▶ [DOCUMENT SEGMENT]:
◆ ◆ ◆ ◆ ◆

/Gemini_Discordbot

A Gemini Discord bot that can accept images and has conversation memory

Primary LanguagePythonMIT LicenseMIT

Gemini Discord Bot

Discord bot that leverages the power of Google's Gemini-Pro API to interact with users in both text and image formats. It processes messages and images sent to it, generating creative and engaging responses.

UPDATE

This Gemini bot now is running Gemini Flash 1.5, PDF's and text files are now supported along with parsing transcripts from youtube videos and scraping of text from URLs.

The original bot that just does text and images is under GeminiSimple.py, If you don't want the extra capabilities and want to make something new.

Features

  • AI-Driven Text Responses: Gemini Bot can generate text responses to messages using Google's generative AI.
  • Image Processing: The bot can also respond to images, combining text and visual inputs for a more engaging interaction. (Images should be under 2.5 Megs)

◆ ◆ ◆ ◆ ◆

▶ [EXERCISE DIRECTIONS]:
Reproduce the part of the Gemini Discord bot page that runs from "This Gemini bot" up to and including "Google's generative AI.".

▶ [INFORMATION PROVIDED]:
◆ ◆ ◆ ◆ ◆

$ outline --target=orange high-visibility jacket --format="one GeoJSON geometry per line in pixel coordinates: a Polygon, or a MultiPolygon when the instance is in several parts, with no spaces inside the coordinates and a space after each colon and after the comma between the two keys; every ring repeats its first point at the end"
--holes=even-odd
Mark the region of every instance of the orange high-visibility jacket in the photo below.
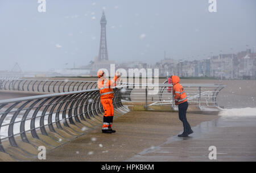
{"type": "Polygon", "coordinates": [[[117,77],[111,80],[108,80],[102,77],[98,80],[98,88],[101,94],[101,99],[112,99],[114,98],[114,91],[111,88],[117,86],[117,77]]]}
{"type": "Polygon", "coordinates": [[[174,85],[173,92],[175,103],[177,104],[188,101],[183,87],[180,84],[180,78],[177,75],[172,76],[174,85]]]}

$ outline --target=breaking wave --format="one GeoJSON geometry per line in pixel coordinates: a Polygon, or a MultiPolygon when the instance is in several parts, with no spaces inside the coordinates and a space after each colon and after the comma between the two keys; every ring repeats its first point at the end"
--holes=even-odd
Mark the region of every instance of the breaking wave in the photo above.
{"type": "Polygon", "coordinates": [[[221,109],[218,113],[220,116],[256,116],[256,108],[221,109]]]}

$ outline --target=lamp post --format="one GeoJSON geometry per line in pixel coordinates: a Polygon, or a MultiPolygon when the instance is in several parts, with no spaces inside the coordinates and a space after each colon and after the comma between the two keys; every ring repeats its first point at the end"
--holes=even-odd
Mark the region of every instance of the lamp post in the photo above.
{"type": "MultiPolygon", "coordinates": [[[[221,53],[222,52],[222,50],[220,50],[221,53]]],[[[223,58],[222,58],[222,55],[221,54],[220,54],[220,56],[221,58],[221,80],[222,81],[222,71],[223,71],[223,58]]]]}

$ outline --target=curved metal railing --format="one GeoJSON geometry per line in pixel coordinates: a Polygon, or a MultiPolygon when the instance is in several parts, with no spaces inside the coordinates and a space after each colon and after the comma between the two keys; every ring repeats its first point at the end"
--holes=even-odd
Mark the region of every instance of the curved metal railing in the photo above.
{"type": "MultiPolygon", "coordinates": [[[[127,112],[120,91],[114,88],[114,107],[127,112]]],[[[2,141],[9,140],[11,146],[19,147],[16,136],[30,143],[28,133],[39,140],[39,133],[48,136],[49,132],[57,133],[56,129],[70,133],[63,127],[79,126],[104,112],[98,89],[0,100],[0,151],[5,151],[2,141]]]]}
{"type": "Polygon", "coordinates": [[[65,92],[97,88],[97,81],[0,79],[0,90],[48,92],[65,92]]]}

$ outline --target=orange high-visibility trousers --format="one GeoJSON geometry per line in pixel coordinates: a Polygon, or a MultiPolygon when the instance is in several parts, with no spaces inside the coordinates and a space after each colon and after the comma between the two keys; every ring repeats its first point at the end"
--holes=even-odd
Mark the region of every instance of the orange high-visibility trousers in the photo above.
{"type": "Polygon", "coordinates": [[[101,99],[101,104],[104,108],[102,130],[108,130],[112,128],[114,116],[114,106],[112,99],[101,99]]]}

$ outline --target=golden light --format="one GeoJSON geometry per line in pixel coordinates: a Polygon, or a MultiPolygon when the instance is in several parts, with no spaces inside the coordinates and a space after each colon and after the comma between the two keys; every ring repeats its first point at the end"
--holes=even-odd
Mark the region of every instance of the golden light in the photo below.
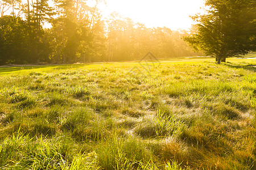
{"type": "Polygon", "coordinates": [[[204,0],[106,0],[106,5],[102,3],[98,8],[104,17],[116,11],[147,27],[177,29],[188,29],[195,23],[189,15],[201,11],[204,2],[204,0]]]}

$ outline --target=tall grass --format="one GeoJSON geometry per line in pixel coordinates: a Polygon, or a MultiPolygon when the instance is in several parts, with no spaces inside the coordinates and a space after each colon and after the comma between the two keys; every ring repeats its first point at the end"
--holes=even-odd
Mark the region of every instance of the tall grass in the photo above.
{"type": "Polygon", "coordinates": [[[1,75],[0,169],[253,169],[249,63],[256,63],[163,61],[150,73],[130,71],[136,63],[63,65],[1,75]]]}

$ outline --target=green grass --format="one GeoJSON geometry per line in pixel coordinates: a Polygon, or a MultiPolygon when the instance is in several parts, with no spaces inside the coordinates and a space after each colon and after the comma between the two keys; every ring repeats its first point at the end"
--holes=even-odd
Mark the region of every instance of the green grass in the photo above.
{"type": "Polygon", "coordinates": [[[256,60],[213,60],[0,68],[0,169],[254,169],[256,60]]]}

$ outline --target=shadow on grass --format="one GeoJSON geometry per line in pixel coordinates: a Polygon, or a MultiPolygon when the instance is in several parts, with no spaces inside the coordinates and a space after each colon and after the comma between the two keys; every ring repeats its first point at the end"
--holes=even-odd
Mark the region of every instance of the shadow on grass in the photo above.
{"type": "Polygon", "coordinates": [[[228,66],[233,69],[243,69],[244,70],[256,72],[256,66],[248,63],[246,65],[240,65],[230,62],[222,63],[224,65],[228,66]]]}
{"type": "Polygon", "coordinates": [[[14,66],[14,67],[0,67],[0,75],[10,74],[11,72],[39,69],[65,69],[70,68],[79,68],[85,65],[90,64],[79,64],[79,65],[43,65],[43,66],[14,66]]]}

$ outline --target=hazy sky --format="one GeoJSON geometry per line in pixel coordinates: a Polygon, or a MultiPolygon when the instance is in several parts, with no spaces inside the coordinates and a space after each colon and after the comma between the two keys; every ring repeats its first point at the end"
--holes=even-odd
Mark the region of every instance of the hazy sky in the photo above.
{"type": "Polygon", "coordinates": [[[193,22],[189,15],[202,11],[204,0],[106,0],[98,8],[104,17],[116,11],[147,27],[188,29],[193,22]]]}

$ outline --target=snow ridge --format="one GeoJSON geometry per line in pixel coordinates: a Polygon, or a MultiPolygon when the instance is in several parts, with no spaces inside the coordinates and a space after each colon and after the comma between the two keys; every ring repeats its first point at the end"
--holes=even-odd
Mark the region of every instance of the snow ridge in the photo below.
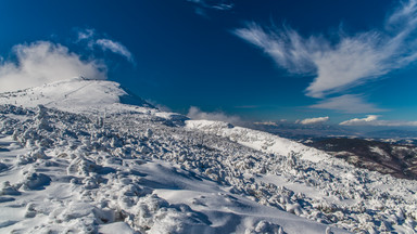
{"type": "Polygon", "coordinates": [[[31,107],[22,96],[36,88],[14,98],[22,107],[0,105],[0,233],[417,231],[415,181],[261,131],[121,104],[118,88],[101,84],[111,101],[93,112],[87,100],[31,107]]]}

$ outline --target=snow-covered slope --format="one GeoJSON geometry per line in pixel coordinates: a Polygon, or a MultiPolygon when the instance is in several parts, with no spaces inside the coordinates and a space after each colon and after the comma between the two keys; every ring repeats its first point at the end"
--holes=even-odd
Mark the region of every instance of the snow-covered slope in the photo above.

◆ ◆ ◆ ◆ ◆

▶ [ANSWER BELOW]:
This Gemini bot now is running Gemini Flash 1.5, PDF's and text files are now supported along with parsing transcripts from youtube videos and scraping of text from URLs.

The original bot that just does text and images is under GeminiSimple.py, If you don't want the extra capabilities and want to make something new.

Features

  • AI-Driven Text Responses: Gemini Bot can generate text responses to messages using Google's generative AI.